# [Your task]
Retype all the entries word for word, but omit the pictures.

Saved entries:
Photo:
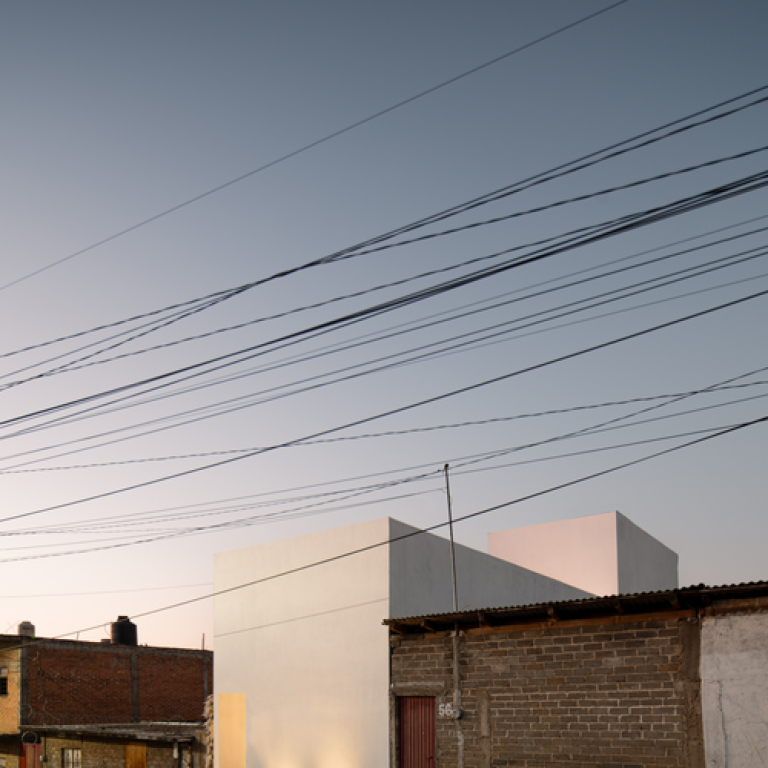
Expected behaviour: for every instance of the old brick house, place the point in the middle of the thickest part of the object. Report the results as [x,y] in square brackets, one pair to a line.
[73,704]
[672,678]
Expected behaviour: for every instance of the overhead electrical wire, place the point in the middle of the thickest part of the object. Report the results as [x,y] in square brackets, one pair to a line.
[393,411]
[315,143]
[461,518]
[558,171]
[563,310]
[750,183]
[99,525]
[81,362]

# [Completed exercise]
Photo:
Expected behaviour: for every instance of the old brick house, place the point in the middle of the thickest part of the object. Report the results as [x,y] in square brackets, one pair to a line.
[73,704]
[672,678]
Expected behaviour: for every instance of the overhead electrical wire, place the point in the middle of the thickest part of the object. Report the results as [x,y] in square brackets, one pair to a line.
[393,411]
[315,143]
[461,518]
[558,171]
[563,310]
[750,183]
[99,525]
[81,362]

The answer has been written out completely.